Collection entries
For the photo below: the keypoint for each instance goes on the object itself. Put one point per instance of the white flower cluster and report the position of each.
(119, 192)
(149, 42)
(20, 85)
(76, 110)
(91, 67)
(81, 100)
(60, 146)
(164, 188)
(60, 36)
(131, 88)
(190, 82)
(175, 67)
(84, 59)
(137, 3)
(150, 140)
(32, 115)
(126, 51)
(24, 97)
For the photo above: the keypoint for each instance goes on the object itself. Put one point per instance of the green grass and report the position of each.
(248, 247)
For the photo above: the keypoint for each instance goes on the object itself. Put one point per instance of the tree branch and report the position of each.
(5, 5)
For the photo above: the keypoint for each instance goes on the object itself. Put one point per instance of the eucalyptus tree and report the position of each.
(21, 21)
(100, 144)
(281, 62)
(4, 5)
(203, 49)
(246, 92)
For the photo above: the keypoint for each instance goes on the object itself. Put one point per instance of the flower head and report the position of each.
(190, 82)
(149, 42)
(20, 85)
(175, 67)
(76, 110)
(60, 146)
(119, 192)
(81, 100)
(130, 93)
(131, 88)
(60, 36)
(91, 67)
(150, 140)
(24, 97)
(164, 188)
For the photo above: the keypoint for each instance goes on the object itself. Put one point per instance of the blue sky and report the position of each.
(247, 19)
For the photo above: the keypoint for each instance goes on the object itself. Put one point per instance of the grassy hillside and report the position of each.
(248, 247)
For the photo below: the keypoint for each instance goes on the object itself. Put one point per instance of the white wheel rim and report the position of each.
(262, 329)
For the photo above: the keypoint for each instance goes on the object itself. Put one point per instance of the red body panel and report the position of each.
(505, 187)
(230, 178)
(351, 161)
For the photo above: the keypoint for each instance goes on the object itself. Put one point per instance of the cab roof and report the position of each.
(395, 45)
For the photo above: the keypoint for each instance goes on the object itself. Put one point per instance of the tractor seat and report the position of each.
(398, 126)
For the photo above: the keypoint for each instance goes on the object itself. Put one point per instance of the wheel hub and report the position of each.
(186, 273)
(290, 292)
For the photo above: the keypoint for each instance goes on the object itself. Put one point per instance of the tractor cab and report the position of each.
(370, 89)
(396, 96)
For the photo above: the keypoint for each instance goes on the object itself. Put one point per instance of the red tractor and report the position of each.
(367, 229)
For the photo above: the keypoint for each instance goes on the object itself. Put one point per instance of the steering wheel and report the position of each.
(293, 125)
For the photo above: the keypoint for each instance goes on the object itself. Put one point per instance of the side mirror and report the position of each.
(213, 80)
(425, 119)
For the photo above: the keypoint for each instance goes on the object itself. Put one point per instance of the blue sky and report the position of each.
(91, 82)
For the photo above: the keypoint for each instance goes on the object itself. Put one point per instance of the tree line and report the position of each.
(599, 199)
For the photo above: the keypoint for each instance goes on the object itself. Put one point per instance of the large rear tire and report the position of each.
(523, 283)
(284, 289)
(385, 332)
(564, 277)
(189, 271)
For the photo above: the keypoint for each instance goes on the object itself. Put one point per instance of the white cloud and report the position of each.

### Your assignment
The answer should consist only of the lines from the one containing "tire and report the position of each." through the last line of the data, given again exactly.

### Expected answer
For the photo above: the keypoint for each instance goes on the object itself. Put one point per instance of the large rear tire and report the position of each.
(523, 283)
(284, 289)
(385, 332)
(564, 277)
(189, 271)
For the photo above: the keypoint for each instance goes on the object itself. Put one point per instance of the white cloud and report the position of each.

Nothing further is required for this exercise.